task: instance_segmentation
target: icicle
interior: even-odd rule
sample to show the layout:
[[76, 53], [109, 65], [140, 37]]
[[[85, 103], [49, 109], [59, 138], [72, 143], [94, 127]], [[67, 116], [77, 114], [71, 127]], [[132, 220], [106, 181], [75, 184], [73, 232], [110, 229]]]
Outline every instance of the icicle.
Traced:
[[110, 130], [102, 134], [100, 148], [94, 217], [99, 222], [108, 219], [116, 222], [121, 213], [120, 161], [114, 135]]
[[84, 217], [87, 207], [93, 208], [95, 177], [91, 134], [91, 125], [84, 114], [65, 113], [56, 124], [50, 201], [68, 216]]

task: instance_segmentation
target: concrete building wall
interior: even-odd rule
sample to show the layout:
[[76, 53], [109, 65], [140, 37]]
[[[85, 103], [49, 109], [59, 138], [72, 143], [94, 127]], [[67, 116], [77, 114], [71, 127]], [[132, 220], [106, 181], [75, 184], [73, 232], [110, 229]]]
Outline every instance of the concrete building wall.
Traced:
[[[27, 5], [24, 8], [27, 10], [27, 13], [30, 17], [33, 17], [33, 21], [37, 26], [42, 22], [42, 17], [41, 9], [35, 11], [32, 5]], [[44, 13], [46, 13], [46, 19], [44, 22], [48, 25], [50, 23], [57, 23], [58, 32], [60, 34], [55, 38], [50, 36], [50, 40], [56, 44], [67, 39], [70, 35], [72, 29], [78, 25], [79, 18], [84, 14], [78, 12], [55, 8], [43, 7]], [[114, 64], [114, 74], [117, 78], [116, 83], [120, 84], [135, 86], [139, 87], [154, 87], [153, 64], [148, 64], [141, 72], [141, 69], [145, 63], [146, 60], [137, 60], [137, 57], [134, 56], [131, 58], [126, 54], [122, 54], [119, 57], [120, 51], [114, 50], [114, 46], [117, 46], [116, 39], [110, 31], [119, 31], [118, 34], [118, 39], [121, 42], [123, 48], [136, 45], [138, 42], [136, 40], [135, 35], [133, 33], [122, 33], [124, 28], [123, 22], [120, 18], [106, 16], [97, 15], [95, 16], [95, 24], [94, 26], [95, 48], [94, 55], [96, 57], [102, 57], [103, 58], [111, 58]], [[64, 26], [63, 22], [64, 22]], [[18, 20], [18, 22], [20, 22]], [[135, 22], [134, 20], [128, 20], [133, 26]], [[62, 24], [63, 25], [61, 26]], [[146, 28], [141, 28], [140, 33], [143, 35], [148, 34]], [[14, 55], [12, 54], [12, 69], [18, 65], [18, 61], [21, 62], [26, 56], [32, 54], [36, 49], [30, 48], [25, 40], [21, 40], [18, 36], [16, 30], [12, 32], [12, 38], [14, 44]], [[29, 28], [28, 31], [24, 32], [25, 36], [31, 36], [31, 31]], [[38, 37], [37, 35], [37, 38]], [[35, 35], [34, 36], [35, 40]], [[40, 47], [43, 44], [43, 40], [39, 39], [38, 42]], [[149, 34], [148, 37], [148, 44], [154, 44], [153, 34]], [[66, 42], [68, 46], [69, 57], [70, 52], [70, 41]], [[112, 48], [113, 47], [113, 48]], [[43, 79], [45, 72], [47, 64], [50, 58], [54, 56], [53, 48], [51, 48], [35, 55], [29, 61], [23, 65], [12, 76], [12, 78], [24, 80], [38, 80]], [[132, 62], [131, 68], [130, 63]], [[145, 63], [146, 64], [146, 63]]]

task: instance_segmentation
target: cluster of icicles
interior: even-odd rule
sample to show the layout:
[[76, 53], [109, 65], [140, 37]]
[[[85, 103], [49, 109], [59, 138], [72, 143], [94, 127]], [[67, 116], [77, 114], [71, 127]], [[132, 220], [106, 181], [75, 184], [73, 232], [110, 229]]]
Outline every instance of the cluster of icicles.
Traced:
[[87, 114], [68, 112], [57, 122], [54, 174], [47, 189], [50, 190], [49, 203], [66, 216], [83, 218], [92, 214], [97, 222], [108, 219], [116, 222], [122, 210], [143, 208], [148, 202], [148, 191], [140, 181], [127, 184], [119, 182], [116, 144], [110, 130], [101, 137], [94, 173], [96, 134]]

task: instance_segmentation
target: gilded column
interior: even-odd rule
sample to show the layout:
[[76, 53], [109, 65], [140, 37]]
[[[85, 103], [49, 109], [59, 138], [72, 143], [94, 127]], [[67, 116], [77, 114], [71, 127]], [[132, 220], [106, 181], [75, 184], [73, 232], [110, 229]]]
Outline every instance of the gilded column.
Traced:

§

Short exercise
Copy every one of the items above, character for character, with no changes.

Full response
task: instance_segmentation
target: icicle
interior: even-odd rule
sample to show the layout:
[[76, 53], [109, 65], [140, 37]]
[[[85, 103], [49, 109], [59, 138], [72, 143], [94, 127]], [[67, 116], [77, 114], [71, 127]], [[132, 220], [106, 181], [75, 184], [73, 232], [110, 229]]]
Outline every instance of the icicle.
Traced:
[[110, 130], [102, 134], [100, 148], [94, 217], [99, 222], [108, 219], [116, 222], [121, 213], [120, 161], [114, 135]]
[[84, 217], [87, 207], [93, 208], [95, 177], [91, 134], [91, 125], [84, 114], [65, 113], [56, 124], [50, 201], [68, 216]]

task: instance_segmentation
target: concrete building wall
interior: even-odd rule
sample to show the layout:
[[76, 53], [109, 65], [140, 37]]
[[[85, 103], [49, 109], [59, 138], [72, 143], [94, 127]], [[67, 116], [77, 114], [71, 127]], [[132, 220], [106, 181], [75, 184], [73, 232], [110, 229]]]
Outline every instance of the concrete building wall.
Traced:
[[[27, 5], [24, 8], [27, 10], [27, 13], [30, 17], [33, 17], [33, 21], [37, 26], [42, 22], [42, 17], [41, 9], [35, 11], [32, 5]], [[44, 13], [46, 13], [46, 19], [44, 22], [48, 25], [50, 23], [57, 23], [58, 32], [60, 34], [55, 38], [50, 36], [50, 40], [56, 44], [67, 39], [70, 35], [72, 29], [78, 25], [79, 18], [84, 14], [78, 12], [55, 8], [43, 7]], [[114, 64], [114, 74], [117, 78], [116, 83], [120, 84], [135, 86], [139, 87], [154, 87], [153, 64], [148, 64], [141, 72], [141, 69], [145, 63], [146, 60], [137, 60], [137, 57], [134, 56], [131, 58], [126, 54], [122, 54], [119, 57], [120, 51], [114, 50], [114, 46], [117, 46], [116, 39], [110, 31], [119, 31], [118, 34], [118, 39], [121, 42], [123, 48], [136, 45], [138, 42], [136, 40], [135, 35], [133, 33], [122, 33], [124, 28], [123, 22], [120, 18], [106, 16], [97, 15], [95, 16], [95, 24], [94, 26], [95, 48], [94, 55], [96, 57], [102, 57], [103, 58], [111, 58]], [[64, 26], [63, 22], [64, 22]], [[18, 20], [18, 22], [20, 22]], [[135, 22], [134, 20], [128, 20], [133, 26]], [[62, 24], [63, 25], [61, 26]], [[146, 28], [141, 28], [140, 33], [143, 35], [148, 34]], [[14, 55], [12, 54], [12, 69], [18, 65], [18, 61], [21, 62], [26, 56], [32, 54], [36, 49], [30, 48], [25, 40], [21, 40], [18, 36], [16, 30], [12, 32], [12, 38], [14, 44]], [[29, 28], [28, 31], [24, 32], [25, 36], [31, 36], [31, 31]], [[38, 37], [37, 35], [37, 38]], [[35, 35], [34, 36], [35, 40]], [[40, 47], [43, 44], [43, 40], [39, 39], [38, 42]], [[149, 34], [148, 37], [148, 44], [154, 44], [153, 34]], [[66, 42], [68, 46], [69, 57], [70, 52], [70, 41]], [[112, 48], [113, 47], [113, 48]], [[43, 79], [45, 72], [47, 64], [50, 58], [54, 56], [53, 48], [51, 48], [35, 55], [29, 61], [23, 65], [12, 76], [12, 78], [24, 80], [38, 80]], [[132, 62], [131, 68], [130, 63]], [[145, 63], [146, 64], [146, 63]]]

task: instance_segmentation
target: cluster of icicles
interior: even-odd rule
sample to show the layout:
[[76, 53], [109, 65], [140, 37]]
[[[85, 103], [49, 109], [59, 138], [72, 143], [94, 127]], [[67, 116], [77, 114], [71, 127]], [[132, 220], [106, 181], [75, 184], [73, 232], [110, 229]]]
Outline every instance of the cluster of icicles.
Traced:
[[87, 114], [68, 112], [57, 122], [54, 174], [47, 189], [50, 190], [49, 203], [66, 216], [83, 218], [92, 214], [97, 222], [108, 219], [116, 222], [122, 210], [143, 208], [148, 202], [148, 191], [140, 181], [127, 184], [119, 182], [116, 144], [110, 130], [101, 137], [94, 173], [96, 134]]

task: instance_segmentation
target: gilded column
interior: even-odd rule
sample to show the layout:
[[76, 53], [109, 65], [140, 37]]
[[[85, 103], [49, 109], [59, 138], [72, 143], [94, 127]], [[67, 116], [77, 114], [71, 127]], [[132, 220], [106, 181], [75, 184], [73, 232], [110, 229]]]
Outline every instance of the gilded column.
Traced:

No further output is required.